> **INSTRUCTION**
Continue the appellate opinion in People v. Sardina, given below, starting after its last sentence.

Filed 8/23/17 P. v. Sardina CA5



NOT TO BE PUBLISHED IN THE OFFICIAL REPORTS

California Rules of Court, rule 8.1115(a), prohibits courts and parties from citing or relying on opinions not certified for publication or ordered published, except as specified by rule 8.1115(b). This opinion has not been certified for publication or ordered published for purposes of rule 8.1115.
IN THE COURT OF APPEAL OF THE STATE OF CALIFORNIA
FIFTH APPELLATE DISTRICT

THE PEOPLE,

Plaintiff and Respondent,

v.

ADAM LORENZO SARDINA,

Defendant and Appellant.

F070780

(Super. Ct. No. F13900807)


OPINION

APPEAL from a judgment of the Superior Court of Fresno County. James Kelly, Judge.
Nuttall & Coleman, Roger T. Nuttall, and Page & Page, Edgar Eugene Page and Kathleen C. Page, for Defendant and Appellant.
Kamala D. Harris and Xavier Becerra, Attorneys General, Gerald A. Engler, Chief Assistant Attorney General, Michael P. Farrell, Assistant Attorney General, Kathleen A. McKenna, Sarah J. Jacobs, and Amanda Cary, Deputy Attorneys General, for Plaintiff and Respondent.
-ooOoo-



Adam Lorenzo Sardina appeals his sentence of 25 years, imposed pursuant to a plea bargain. He argues, based on a number of theories, that the trial court erroneously concluded it did not have the discretion to impose a shorter sentence. We reject his contentions and affirm the judgment.
FACTS AND PROCEDURAL HISTORY
Sardina and two codefendants, Angel Avalos and Felipe Carillo, entered a residence and robbed a person within, at gunpoint, of his wallet, car keys, and 36-pack of beer. All three defendants were members of the Chankla Bulldog Gang of Sanger, with Sardina being a lower-level gang member than the other two defendants.
Sardina was charged with second-degree robbery, street terrorism, and possession of a firearm by a felon. (Pen. Code, §§ 211, 186.22, subd. (a), 29800.) The robbery charge was accompanied by enhancement allegations that (1) the offense was committed for the benefit of, or in association with, a criminal street gang (gang enhancement), and (2) that Sardina personally used a firearm in the commission of the offense (gun enhancement). (§§ 186.22, subd. (b)(1) [gang enhancement provides for additional 10-year term when underlying offense is robbery, a violent felony], 12022.53, subd. (b) [gun enhancement also provides for additional 10-year term when underlying offense is a robbery].) In addition, Sardina was alleged to have served a prior prison term. (§ 667.5.)

> **RECORDED DATA**
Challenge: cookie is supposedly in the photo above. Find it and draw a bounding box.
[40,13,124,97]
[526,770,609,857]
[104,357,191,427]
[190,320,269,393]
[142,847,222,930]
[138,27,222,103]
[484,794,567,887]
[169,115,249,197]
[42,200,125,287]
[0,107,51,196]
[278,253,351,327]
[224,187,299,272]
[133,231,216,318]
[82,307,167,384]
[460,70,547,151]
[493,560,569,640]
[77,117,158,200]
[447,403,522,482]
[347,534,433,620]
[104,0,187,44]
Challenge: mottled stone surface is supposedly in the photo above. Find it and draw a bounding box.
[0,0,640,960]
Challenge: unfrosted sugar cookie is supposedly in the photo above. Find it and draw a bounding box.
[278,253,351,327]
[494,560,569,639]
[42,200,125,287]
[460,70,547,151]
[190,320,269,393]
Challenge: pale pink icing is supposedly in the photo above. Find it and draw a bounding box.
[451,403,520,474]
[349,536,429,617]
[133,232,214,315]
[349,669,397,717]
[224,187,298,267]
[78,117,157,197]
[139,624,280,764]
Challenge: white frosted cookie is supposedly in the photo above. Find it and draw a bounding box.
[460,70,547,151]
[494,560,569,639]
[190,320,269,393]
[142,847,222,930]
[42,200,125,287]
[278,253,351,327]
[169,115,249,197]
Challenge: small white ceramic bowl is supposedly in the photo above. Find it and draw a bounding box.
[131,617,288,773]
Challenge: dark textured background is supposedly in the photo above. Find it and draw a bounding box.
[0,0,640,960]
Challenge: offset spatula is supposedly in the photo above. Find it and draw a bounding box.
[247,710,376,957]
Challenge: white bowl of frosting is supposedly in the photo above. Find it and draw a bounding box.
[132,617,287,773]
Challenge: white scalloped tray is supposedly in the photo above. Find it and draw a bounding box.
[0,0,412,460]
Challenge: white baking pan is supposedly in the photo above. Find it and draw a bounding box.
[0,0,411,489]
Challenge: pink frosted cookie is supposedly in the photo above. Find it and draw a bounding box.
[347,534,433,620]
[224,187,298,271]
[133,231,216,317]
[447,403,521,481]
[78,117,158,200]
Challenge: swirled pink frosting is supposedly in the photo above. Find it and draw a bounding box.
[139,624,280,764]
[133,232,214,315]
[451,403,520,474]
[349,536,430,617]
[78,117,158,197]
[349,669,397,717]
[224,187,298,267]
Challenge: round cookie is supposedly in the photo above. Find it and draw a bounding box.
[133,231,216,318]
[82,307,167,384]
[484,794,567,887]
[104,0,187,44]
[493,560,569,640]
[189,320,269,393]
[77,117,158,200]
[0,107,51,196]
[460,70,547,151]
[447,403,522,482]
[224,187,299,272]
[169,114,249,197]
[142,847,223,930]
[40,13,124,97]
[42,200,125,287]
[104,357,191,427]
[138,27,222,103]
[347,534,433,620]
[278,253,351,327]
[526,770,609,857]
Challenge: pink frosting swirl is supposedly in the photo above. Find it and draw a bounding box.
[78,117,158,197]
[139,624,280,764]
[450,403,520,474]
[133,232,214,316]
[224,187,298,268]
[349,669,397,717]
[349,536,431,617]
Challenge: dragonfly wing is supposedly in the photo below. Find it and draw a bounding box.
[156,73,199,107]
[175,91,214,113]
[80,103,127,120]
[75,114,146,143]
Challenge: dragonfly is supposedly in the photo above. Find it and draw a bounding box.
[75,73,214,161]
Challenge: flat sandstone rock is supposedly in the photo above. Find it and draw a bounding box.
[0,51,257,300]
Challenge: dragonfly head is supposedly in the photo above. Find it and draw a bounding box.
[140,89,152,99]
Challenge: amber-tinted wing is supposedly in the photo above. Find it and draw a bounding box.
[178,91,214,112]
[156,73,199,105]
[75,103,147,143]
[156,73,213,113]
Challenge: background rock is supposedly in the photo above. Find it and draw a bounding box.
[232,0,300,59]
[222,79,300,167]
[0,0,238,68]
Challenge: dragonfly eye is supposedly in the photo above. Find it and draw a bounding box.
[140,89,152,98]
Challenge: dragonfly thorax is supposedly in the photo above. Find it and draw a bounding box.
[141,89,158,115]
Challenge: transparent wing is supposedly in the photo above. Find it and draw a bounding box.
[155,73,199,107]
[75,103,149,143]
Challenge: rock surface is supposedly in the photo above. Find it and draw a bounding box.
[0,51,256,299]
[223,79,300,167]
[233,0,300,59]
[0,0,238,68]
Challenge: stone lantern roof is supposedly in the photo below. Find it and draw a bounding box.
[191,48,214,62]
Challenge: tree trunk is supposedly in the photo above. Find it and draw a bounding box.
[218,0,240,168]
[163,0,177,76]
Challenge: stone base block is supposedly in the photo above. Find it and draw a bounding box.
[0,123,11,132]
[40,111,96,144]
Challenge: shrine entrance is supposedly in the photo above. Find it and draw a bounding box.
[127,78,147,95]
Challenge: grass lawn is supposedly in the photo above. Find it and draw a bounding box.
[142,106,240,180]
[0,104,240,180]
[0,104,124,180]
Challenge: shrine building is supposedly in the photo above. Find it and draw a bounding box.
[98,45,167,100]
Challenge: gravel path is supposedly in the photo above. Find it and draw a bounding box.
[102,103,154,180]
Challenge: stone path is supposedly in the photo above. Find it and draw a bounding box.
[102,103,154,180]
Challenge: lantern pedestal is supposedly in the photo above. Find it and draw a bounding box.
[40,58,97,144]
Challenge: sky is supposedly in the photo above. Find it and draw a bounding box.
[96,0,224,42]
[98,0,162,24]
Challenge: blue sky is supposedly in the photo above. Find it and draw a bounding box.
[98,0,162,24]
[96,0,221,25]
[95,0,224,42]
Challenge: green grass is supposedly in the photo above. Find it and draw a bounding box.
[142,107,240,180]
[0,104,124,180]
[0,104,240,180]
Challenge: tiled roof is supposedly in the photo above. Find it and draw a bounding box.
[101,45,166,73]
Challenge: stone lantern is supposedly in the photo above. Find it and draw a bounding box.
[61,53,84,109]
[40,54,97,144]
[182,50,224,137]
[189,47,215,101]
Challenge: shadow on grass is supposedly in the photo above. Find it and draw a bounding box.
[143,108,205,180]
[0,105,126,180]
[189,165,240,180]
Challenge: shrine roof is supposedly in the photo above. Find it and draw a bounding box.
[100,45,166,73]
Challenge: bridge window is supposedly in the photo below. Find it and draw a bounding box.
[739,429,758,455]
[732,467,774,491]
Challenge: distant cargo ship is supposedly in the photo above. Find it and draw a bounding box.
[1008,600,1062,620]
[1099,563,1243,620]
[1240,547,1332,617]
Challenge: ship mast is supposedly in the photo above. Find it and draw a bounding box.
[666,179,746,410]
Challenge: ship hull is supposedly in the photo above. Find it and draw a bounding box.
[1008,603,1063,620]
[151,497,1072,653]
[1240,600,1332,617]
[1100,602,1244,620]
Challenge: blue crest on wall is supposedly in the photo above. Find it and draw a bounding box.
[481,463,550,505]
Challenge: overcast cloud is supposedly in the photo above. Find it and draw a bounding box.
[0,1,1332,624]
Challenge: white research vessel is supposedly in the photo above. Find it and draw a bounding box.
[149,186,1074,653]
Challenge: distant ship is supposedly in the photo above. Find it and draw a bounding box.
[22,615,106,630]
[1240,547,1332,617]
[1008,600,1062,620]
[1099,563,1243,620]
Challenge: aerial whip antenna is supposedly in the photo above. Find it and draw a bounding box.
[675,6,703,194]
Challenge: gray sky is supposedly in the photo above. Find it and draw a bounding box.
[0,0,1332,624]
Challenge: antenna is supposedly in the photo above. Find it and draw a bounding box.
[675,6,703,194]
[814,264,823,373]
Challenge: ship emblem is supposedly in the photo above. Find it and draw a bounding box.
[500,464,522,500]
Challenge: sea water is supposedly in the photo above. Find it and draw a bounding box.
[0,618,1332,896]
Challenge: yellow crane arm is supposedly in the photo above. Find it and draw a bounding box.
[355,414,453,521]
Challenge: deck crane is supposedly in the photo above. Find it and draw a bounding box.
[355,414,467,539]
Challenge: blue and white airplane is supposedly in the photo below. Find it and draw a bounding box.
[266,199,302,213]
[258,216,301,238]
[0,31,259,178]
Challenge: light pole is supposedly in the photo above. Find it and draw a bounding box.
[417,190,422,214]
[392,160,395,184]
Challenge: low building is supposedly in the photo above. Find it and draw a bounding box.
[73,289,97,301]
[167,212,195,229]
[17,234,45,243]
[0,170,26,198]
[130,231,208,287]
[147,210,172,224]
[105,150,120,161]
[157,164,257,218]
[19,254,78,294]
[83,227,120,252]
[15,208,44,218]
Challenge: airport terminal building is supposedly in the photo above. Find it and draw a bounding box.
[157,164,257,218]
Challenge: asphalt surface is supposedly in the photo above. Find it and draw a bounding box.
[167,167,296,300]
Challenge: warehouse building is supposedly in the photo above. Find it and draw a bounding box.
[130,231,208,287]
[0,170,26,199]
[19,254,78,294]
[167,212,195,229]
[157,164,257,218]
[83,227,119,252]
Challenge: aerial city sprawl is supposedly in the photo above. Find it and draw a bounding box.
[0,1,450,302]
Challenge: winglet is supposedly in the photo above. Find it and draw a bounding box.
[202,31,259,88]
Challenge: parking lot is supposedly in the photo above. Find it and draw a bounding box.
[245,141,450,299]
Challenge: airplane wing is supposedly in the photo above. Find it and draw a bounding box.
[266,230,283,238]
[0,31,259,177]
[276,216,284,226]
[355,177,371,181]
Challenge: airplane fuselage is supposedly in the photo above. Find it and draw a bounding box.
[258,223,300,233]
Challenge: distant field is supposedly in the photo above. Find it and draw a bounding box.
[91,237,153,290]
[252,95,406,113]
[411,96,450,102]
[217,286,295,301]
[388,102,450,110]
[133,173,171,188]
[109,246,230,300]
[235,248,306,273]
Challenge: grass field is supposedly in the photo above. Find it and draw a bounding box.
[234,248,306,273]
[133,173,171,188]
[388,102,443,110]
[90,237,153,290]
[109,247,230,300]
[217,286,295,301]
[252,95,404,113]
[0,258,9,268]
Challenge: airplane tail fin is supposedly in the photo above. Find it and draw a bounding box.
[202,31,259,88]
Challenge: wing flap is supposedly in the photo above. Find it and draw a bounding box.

> **RESULT OF THIS TASK**
The parties resolved the charges by means of a plea agreement under California Rules of Court, rule 4.412 (rule 4.412). Pursuant to the plea agreement, Sardina pled guilty to the charges of second-degree robbery, street terrorism, and felon in possession of a firearm. He also admitted the gang and gun enhancements associated with the robbery charge. The prosecution dismissed the prison-prior enhancement allegation. The plea agreement called for a stipulated sentence of 25 years. Sardina was sentenced to the stipulated sentence specified in the plea agreement.
Sardina nonetheless filed a notice of appeal and obtained a certificate of probable cause for purposes of appeal.
DISCUSSION
I. Imposition of a 25-year aggregate term pursuant to the rule 4.412 agreement
Sardina challenges the trial court’s imposition of the stipulated 25-year sentence that was part of the plea agreement entered into by the parties. Sardina clarifies that he “does not appeal the validity of his change of plea,” only “the terms of his sentence along with issues associated with the interpretation and application of [rule 4.412].”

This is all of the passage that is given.